◆ Natural-language object grounding data ◆

*****

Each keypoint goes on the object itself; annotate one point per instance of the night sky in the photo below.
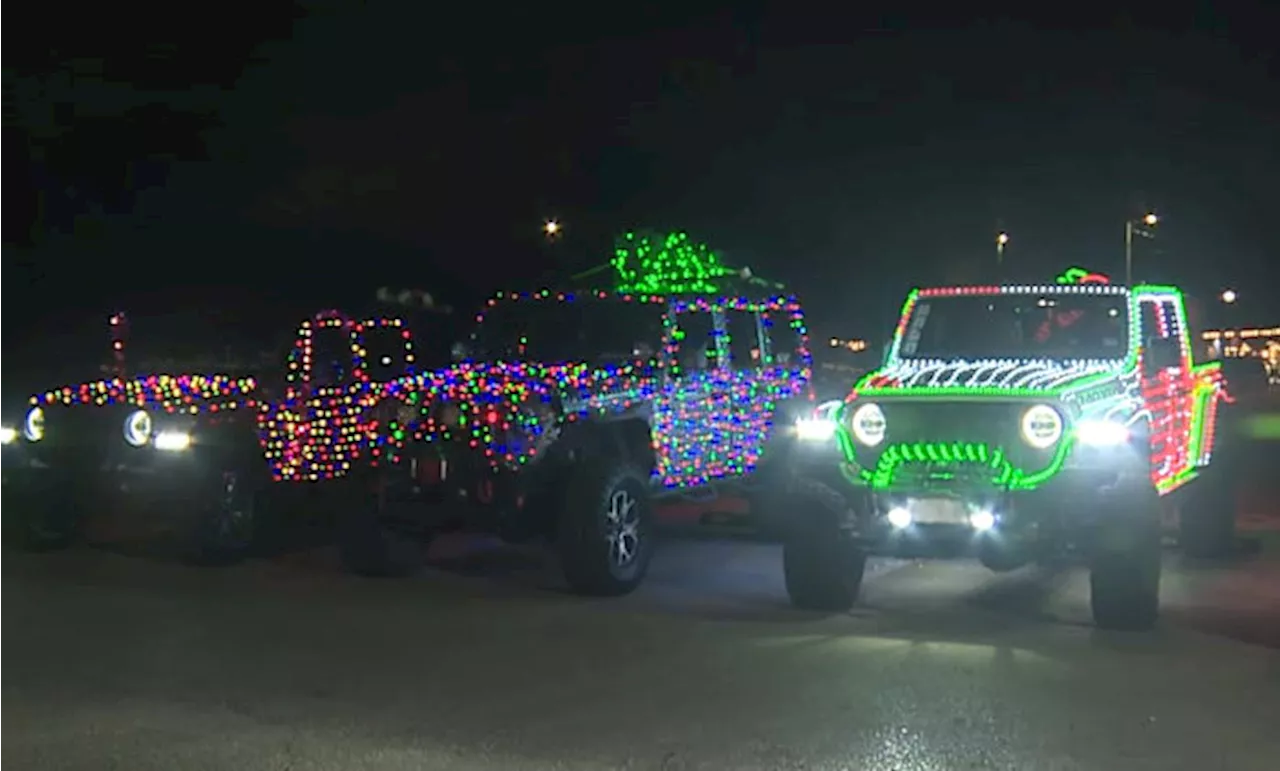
(205, 160)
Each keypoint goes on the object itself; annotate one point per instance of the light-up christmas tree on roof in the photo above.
(1079, 275)
(653, 264)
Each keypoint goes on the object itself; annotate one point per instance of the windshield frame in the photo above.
(914, 301)
(481, 350)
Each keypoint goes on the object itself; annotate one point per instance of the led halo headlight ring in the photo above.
(868, 424)
(33, 424)
(137, 428)
(1042, 427)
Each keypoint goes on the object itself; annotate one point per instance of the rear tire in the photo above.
(1124, 578)
(822, 565)
(229, 521)
(606, 530)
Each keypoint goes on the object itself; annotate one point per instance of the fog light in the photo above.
(982, 520)
(900, 518)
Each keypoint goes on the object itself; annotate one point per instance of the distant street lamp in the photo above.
(1139, 228)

*****

◆ To do ◆
Restate the records above exactly, less any pictures.

◆ Solution for this exercise ◆
Each keypoint goes on the object itself; annotate one point per instance of the night sky in the photo below.
(205, 160)
Each keypoint goes on the object itself; annotate one point per instance of the light-up christmas tree on roof in the photo above.
(1079, 275)
(653, 264)
Each keypoint goes on the object itself; annotate one point per instance of the windshield frame in the photo above.
(914, 301)
(481, 350)
Each keypoint goes on the object itself; annotate one point per instance of the led halo headlight ring in the photo above.
(868, 424)
(33, 424)
(137, 428)
(1042, 427)
Each keypoint goes on the object itself; annotate one point per instance of the rear tire in the photo above.
(1124, 578)
(822, 565)
(229, 521)
(606, 530)
Each keypoint goes on the object itself; annotate one point per instance of the fog light in the photo above.
(982, 520)
(900, 518)
Each keypoint goes on the object itself; annotate one point per instance of the distant street lamp in the photo above.
(1139, 228)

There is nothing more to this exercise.